STATED PROBLEM. Reproduce the listing exactly, with no pictures in your copy.

--------------------

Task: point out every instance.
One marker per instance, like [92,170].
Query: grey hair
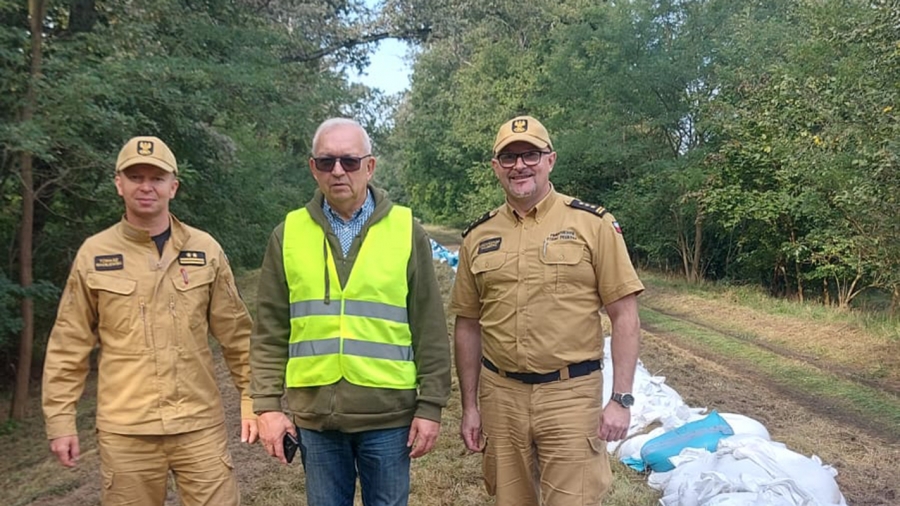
[331,123]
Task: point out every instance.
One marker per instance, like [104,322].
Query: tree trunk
[698,248]
[82,16]
[26,274]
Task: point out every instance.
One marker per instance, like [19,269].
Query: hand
[249,430]
[66,450]
[422,436]
[272,426]
[614,422]
[470,430]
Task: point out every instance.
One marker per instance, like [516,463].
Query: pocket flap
[566,253]
[486,263]
[107,283]
[190,279]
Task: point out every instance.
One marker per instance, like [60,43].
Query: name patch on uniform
[109,262]
[192,258]
[565,235]
[492,244]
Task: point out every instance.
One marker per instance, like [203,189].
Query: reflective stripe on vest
[359,332]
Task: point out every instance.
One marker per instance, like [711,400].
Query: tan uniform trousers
[541,444]
[135,469]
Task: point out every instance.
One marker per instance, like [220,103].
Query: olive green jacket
[342,405]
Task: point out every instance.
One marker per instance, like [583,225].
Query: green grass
[880,323]
[878,407]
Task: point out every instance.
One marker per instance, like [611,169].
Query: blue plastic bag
[703,433]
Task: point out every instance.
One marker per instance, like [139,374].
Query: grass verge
[823,391]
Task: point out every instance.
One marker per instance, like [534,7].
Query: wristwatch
[625,399]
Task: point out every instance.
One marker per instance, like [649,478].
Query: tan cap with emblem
[149,151]
[522,128]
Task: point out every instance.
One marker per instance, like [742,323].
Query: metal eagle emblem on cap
[145,148]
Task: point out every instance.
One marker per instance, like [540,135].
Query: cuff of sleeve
[263,404]
[61,426]
[428,411]
[247,409]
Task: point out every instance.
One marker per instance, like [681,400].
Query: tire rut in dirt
[850,375]
[825,407]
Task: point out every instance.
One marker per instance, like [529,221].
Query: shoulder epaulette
[591,208]
[483,218]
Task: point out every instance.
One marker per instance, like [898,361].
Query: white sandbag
[809,473]
[746,426]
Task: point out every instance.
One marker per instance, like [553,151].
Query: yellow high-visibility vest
[359,332]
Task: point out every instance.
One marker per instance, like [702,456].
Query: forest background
[747,142]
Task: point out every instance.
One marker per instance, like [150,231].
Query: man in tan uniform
[148,291]
[531,280]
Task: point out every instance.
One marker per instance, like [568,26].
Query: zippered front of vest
[359,332]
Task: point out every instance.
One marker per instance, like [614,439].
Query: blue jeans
[331,460]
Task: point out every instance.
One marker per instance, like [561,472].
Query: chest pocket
[560,261]
[116,301]
[192,304]
[495,274]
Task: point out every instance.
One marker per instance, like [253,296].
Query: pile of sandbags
[699,459]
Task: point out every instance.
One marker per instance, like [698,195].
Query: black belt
[533,378]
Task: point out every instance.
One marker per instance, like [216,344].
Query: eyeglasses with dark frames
[348,163]
[529,158]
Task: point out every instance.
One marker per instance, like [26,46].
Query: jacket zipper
[176,334]
[144,323]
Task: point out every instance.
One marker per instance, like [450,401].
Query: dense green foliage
[755,142]
[235,87]
[751,141]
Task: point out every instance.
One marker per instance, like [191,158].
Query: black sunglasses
[529,158]
[348,163]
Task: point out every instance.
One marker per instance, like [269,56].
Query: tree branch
[421,33]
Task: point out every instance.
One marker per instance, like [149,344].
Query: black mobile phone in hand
[290,446]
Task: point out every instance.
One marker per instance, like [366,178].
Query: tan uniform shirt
[151,315]
[537,283]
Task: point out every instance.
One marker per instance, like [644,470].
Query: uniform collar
[134,234]
[538,212]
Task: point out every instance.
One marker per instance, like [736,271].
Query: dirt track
[867,462]
[866,458]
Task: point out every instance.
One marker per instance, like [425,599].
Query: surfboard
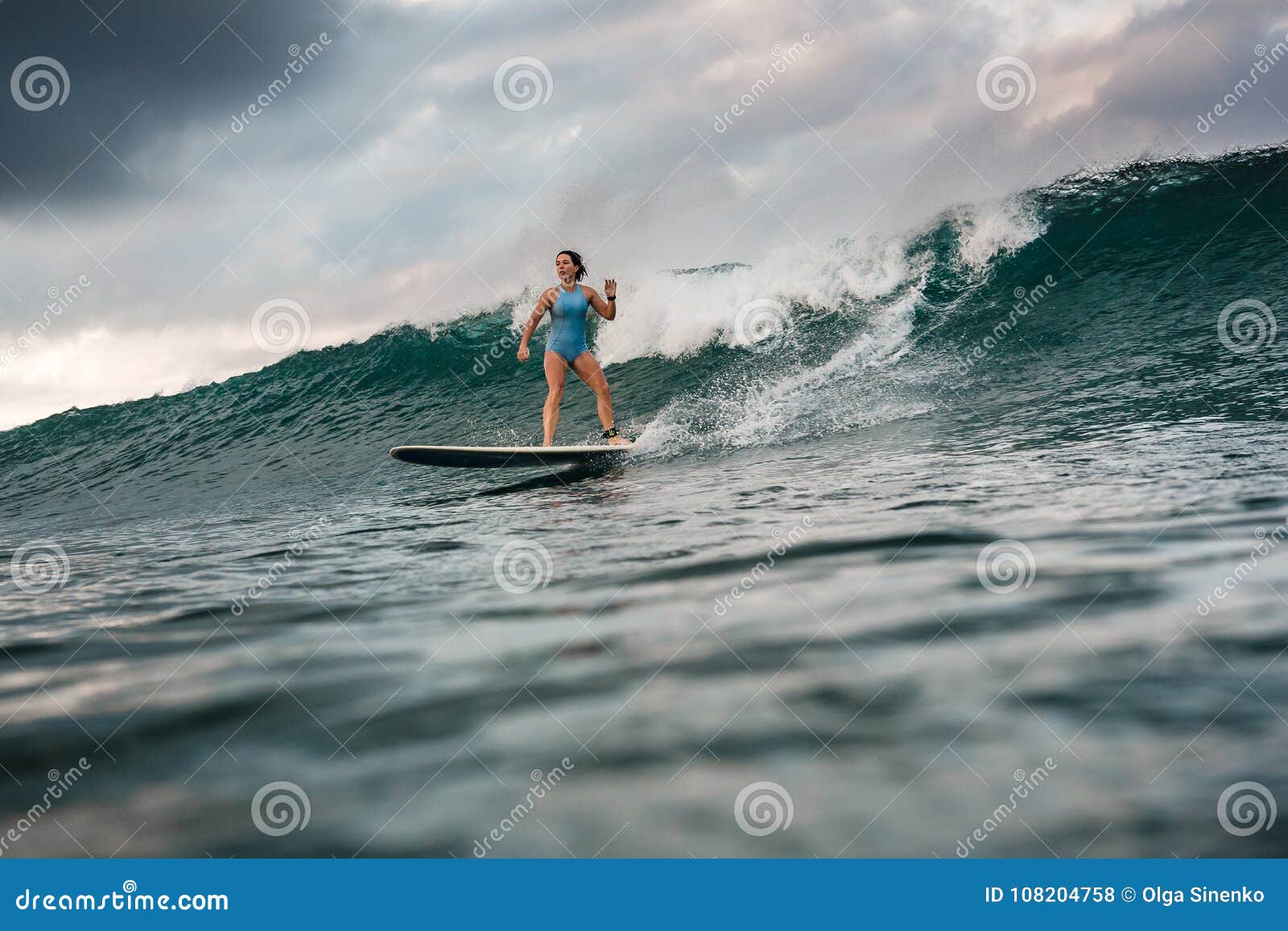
[506,456]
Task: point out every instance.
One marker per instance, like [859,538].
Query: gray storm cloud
[393,177]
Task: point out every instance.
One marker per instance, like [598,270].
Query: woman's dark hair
[576,261]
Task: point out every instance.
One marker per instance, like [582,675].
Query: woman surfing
[568,304]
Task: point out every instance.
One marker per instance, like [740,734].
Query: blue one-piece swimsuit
[568,325]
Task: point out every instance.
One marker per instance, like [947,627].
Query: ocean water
[965,542]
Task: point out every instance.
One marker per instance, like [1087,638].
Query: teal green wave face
[1109,298]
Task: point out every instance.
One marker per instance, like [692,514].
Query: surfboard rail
[506,456]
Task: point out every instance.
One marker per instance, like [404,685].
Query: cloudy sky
[428,158]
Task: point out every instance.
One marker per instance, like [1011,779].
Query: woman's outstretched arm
[607,306]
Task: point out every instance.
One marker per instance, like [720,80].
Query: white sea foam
[676,315]
[985,232]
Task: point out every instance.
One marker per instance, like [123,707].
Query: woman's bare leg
[589,371]
[557,370]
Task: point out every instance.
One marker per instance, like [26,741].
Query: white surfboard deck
[506,456]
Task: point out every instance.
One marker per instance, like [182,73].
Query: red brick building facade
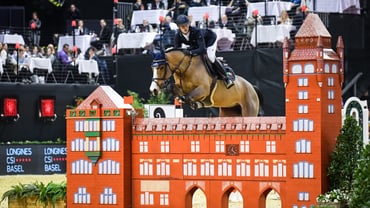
[114,160]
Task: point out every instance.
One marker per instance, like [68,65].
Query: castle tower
[313,76]
[99,151]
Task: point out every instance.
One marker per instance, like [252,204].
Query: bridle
[175,70]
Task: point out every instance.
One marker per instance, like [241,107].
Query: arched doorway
[196,198]
[270,199]
[232,198]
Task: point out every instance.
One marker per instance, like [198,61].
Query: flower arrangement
[336,196]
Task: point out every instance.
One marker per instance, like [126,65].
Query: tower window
[302,82]
[302,95]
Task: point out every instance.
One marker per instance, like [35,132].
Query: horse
[194,85]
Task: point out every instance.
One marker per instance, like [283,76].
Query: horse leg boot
[219,68]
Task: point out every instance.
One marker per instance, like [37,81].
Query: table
[82,42]
[337,6]
[272,8]
[40,63]
[225,38]
[11,39]
[271,33]
[88,66]
[151,15]
[135,40]
[197,13]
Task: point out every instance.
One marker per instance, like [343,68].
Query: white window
[302,82]
[303,170]
[243,168]
[309,69]
[220,146]
[165,146]
[146,167]
[143,146]
[303,196]
[190,167]
[330,81]
[78,145]
[109,167]
[207,168]
[244,146]
[302,108]
[163,199]
[330,108]
[109,125]
[146,198]
[270,146]
[334,68]
[110,144]
[261,168]
[303,125]
[331,94]
[163,167]
[279,168]
[302,95]
[303,146]
[224,168]
[194,146]
[108,197]
[296,69]
[82,196]
[81,167]
[80,125]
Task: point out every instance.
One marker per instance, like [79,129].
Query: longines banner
[32,159]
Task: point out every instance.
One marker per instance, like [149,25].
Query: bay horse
[196,87]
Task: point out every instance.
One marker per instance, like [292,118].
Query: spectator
[138,5]
[35,26]
[118,29]
[225,23]
[102,64]
[104,36]
[81,29]
[284,18]
[179,7]
[73,12]
[158,4]
[146,27]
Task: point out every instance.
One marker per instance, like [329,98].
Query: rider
[200,41]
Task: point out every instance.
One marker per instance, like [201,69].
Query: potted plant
[36,195]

--------------------

TASK OUTPUT.
Task: point out every instance.
One marker per instance, like [92,170].
Query: grey hair
[331,123]
Task: point out every instance.
One marker per instance, like [104,322].
Query: tree trunk
[698,248]
[82,16]
[26,274]
Task: point out every instance.
One marker per instance, like [19,269].
Query: hand
[249,430]
[66,450]
[422,436]
[272,426]
[614,422]
[470,430]
Task: point out every instance.
One marker per instance, like [516,463].
Query: pocket flap
[566,253]
[486,263]
[107,283]
[190,279]
Task: point out every instance.
One marker per instance, like [60,43].
Query: name patch on uniform
[109,262]
[192,258]
[565,235]
[492,244]
Task: point out every instance.
One marker per instance, like [203,189].
Query: reflective stripe on vest
[359,332]
Task: point out every instance.
One marker per instance, like [711,400].
Query: tan uniform trousers
[541,444]
[135,469]
Task: point out every instance.
One marker per instance, like [220,103].
Query: olive green jacket
[342,405]
Task: point out every instance.
One marker per instance, like [583,225].
Query: green grass
[880,323]
[878,407]
Task: point out every instance.
One marker per instance, like [611,169].
Query: blue plastic bag
[703,433]
Task: point out every instance.
One marker per instance, like [139,374].
Query: grass verge
[823,391]
Task: point out every instance.
One marker per instance, like [534,7].
Query: wristwatch
[625,399]
Task: point out every instance.
One marker per instance, like [649,478].
Query: tan cap with emblem
[149,151]
[522,128]
Task: point out every instance.
One marker per instance, like [742,323].
Query: metal eagle emblem on cap
[145,148]
Task: point out every instance.
One marker per instance, like [540,135].
Query: cuff of sleeve
[263,404]
[61,426]
[428,411]
[247,409]
Task: point out every instance.
One marker per instance, like [681,400].
Query: tire rut in dirt
[850,375]
[825,407]
Task: point out every instance.
One marker per instance, like [529,221].
Query: shoulder epaulette
[591,208]
[483,218]
Task: point out every instance.
One marker per instance, like [898,361].
Query: white sandbag
[809,473]
[746,426]
Task: point out every instance.
One marker per instance, like [553,151].
Query: yellow high-visibility vest
[359,332]
Task: point out every instance.
One marker per instance, like [702,456].
Query: forest background
[747,142]
Task: point out every instance.
One marker per instance, like [150,231].
Query: man in tan uniform
[148,291]
[531,280]
Task: point out every instance.
One marker per instance, like [568,26].
Query: zippered front of vest
[359,332]
Task: point out every instance.
One marker per instance, like [614,439].
Query: blue jeans
[331,460]
Task: point out every instance.
One marker per instance, like [561,472].
Query: chest pocket
[560,261]
[116,301]
[192,304]
[495,274]
Task: point out every instance.
One marker per instance, like [253,296].
Query: pile of sandbags
[699,459]
Task: point out every instance.
One marker per instance, like [698,195].
Query: black belt
[533,378]
Task: point out every instance.
One marker per instance, like [216,344].
Query: eyeglasses with dark frames
[348,163]
[529,158]
Task: point out every instance.
One marker per instance, like [26,46].
Query: jacket zipper
[176,334]
[144,323]
Task: point out every instance.
One marker per instance, like [450,401].
Query: dense green foliage
[755,142]
[235,87]
[751,141]
Task: point out every instance.
One marker per instance, like [191,158].
Query: black sunglasses
[529,158]
[348,163]
Task: point out every instance.
One marker per instance, like [269,56].
Query: tree branch
[421,33]
Task: point out every instance.
One marker per instance, like [149,344].
Query: black mobile phone in hand
[290,446]
Task: point out every instance.
One marker per instance, like [366,178].
Query: tan uniform shirt
[151,315]
[537,283]
Task: point out every instance.
One marker per instance, like [644,470].
Query: uniform collar
[134,234]
[538,212]
Task: point out every instance.
One marker per instance, like [736,271].
Query: dirt track
[867,462]
[866,458]
Task: point out every instance.
One marker per instance, like [425,599].
Query: surfboard
[506,456]
Task: point out every instance.
One marker per instance, like [859,538].
Query: gray storm cloud
[393,177]
Task: point out every instance.
One marker per instance, like [598,270].
Query: woman's dark hair
[576,261]
Task: point out every instance.
One marker per instance, like [582,675].
Query: woman surfing
[568,304]
Task: point out every instance.
One marker per instance, like [740,734].
Query: blue one-piece swimsuit
[568,325]
Task: point out every instance.
One marker per instance, like [947,627].
Query: ocean water
[965,542]
Task: point out every instance.
One marker per instance, like [1087,638].
Query: teal green wave face
[1109,298]
Task: point out every instance.
One marker per instance, like [692,514].
Query: surfboard rail
[506,456]
Task: point out every instance.
One marker per instance, like [404,685].
Query: cloudy sky
[428,158]
Task: point out every instance.
One marker per instance, like [1011,779].
Query: woman's outstretched arm
[607,306]
Task: point out every instance.
One marker per instance, like [720,80].
Query: white sea foam
[676,315]
[985,232]
Task: point out every instance.
One marker per instance, like [123,707].
Query: woman's bare leg
[589,371]
[557,370]
Task: point out every instance.
One marker per instance, like [26,741].
Query: white surfboard deck
[506,456]
Task: point out every instance.
One marker per instance, like [182,73].
Query: red brick building facade
[114,160]
Task: point out every instance.
One marker per instance, like [68,65].
Query: castle tower
[313,76]
[99,151]
Task: point out every instance.
One marker per instance, like [252,204].
Query: bridle
[175,70]
Task: point out every instance.
One marker per instance, like [241,107].
Query: arched doorway
[196,198]
[270,199]
[232,198]
Task: point out every instance.
One marker per instance, like [198,61].
Query: flower arrangement
[336,196]
Task: point out every instance.
One marker per instance, like [126,65].
Query: tower window
[302,82]
[302,95]
Task: point out every instance.
One marker per instance, like [35,132].
Query: horse
[194,85]
Task: point out every instance.
One marker per instance, like [283,76].
Query: horse leg boot
[219,68]
Task: point out every instance.
One marker per instance, like [37,81].
Query: table
[82,42]
[337,6]
[272,8]
[40,63]
[225,38]
[11,39]
[271,33]
[88,66]
[151,15]
[135,40]
[197,13]
Task: point out every instance.
One marker per instance, like [343,68].
Query: white window
[302,82]
[303,170]
[243,168]
[309,69]
[220,146]
[165,146]
[146,167]
[143,146]
[303,196]
[190,167]
[330,81]
[78,145]
[109,167]
[207,168]
[244,146]
[302,108]
[163,199]
[330,108]
[109,125]
[146,198]
[270,146]
[334,68]
[110,144]
[261,168]
[303,125]
[331,94]
[163,167]
[279,168]
[302,95]
[303,146]
[224,168]
[194,146]
[108,197]
[296,69]
[82,196]
[81,167]
[80,125]
Task: point out every instance.
One marker per instance, like [79,129].
Query: longines banner
[32,159]
Task: point out every instance.
One marker per instance, like [149,25].
Query: bay horse
[196,87]
Task: point out every instance.
One marker per instance, like [292,118].
Query: spectator
[138,5]
[35,26]
[118,29]
[225,23]
[102,64]
[104,36]
[81,29]
[284,18]
[179,7]
[73,12]
[158,4]
[146,27]
Task: point out every instance.
One marker per instance, like [329,98].
Query: rider
[200,41]
Task: point out every instance.
One marker per instance, like [201,69].
Query: potted plant
[36,195]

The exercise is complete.